◆ **GIVEN TASK 1**:
Repeat word for word the passage of the article on the film "Uncorked" starting at "It’s easy to" and ending at "in the process.".

• • • • •

It’s easy to feel intimidated by wine. All those hard-to-pronounce names, so many vineyards to remember. That’s the world Elijah, played by Mamoudou Athie, wants to enter in the new Netflix movie “Uncorked,” about a young man who dreams of taking the brutally difficult master sommelier exam instead of taking over his family’s Memphis barbecue restaurant.
It’s also the way director Prentice Penny felt before he was invited to a wedding in Paris and somehow caught the wine bug. Penny’s journey to becoming a wine buff — taking an intro to wine class, reading books and watching documentaries — was part of the inspiration for “Uncorked.”
Early in the film, Elijah breaks it down for a wine store customer by relating wines to hip hop artists. Chardonnay is like the Jay-Z of wines, riesling is the Drake, while pinot grigio might be Kanye West, he explains, winning her admiration in the process.
“That was the first scene of the movie I wrote,” Penny says. “I wanted to make the audience feel not intimidated — the way a wine guy broke it down for me.”

• • • • •

◆ **GIVEN TASK 2**:
In the rows below, turn the lines starting at the line that contains "Expected: for every instance of the stone steps" and ending at the line that contains "x=582 y=253" into a JSON list of strings, one string per line, with blank lines left out. Return only that list.

• • • • •

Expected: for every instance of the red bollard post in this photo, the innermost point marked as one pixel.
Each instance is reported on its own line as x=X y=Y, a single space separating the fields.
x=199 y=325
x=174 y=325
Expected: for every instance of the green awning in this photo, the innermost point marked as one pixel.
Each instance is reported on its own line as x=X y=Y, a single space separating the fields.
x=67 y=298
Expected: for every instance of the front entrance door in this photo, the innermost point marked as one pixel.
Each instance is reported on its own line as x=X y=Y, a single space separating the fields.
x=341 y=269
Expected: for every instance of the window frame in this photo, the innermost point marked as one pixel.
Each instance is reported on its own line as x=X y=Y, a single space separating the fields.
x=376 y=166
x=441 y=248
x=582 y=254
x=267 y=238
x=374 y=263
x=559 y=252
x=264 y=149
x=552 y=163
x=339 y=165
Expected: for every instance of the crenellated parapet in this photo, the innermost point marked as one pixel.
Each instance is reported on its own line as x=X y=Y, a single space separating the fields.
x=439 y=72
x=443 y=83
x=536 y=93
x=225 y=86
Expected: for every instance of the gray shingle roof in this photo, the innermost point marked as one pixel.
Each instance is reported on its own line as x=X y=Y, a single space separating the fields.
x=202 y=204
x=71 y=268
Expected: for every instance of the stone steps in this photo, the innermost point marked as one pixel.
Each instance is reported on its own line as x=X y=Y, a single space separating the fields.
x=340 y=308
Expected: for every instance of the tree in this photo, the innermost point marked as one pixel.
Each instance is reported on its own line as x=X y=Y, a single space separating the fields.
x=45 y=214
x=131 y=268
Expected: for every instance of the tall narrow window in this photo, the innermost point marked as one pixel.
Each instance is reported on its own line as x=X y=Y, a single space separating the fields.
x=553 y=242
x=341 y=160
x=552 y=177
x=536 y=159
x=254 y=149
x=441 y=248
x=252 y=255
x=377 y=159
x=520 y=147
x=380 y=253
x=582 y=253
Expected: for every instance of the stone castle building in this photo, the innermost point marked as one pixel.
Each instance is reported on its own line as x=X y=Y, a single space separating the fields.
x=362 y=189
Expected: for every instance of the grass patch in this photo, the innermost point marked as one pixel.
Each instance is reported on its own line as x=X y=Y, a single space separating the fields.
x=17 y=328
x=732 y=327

• • • • •

◆ **EXERCISE RESULT 1**:
It’s easy to feel intimidated by wine. All those hard-to-pronounce names, so many vineyards to remember. That’s the world Elijah, played by Mamoudou Athie, wants to enter in the new Netflix movie “Uncorked,” about a young man who dreams of taking the brutally difficult master sommelier exam instead of taking over his family’s Memphis barbecue restaurant.
It’s also the way director Prentice Penny felt before he was invited to a wedding in Paris and somehow caught the wine bug. Penny’s journey to becoming a wine buff — taking an intro to wine class, reading books and watching documentaries — was part of the inspiration for “Uncorked.”
Early in the film, Elijah breaks it down for a wine store customer by relating wines to hip hop artists. Chardonnay is like the Jay-Z of wines, riesling is the Drake, while pinot grigio might be Kanye West, he explains, winning her admiration in the process.

◆ **EXERCISE RESULT 2**:
[
  "Expected: for every instance of the stone steps in this photo, the innermost point marked as one pixel.",
  "Each instance is reported on its own line as x=X y=Y, a single space separating the fields.",
  "x=340 y=308",
  "Expected: for every instance of the tree in this photo, the innermost point marked as one pixel.",
  "Each instance is reported on its own line as x=X y=Y, a single space separating the fields.",
  "x=45 y=214",
  "x=131 y=268",
  "Expected: for every instance of the tall narrow window in this photo, the innermost point marked as one pixel.",
  "Each instance is reported on its own line as x=X y=Y, a single space separating the fields.",
  "x=553 y=242",
  "x=341 y=160",
  "x=552 y=177",
  "x=536 y=159",
  "x=254 y=149",
  "x=441 y=248",
  "x=252 y=255",
  "x=377 y=159",
  "x=520 y=147",
  "x=380 y=253",
  "x=582 y=253"
]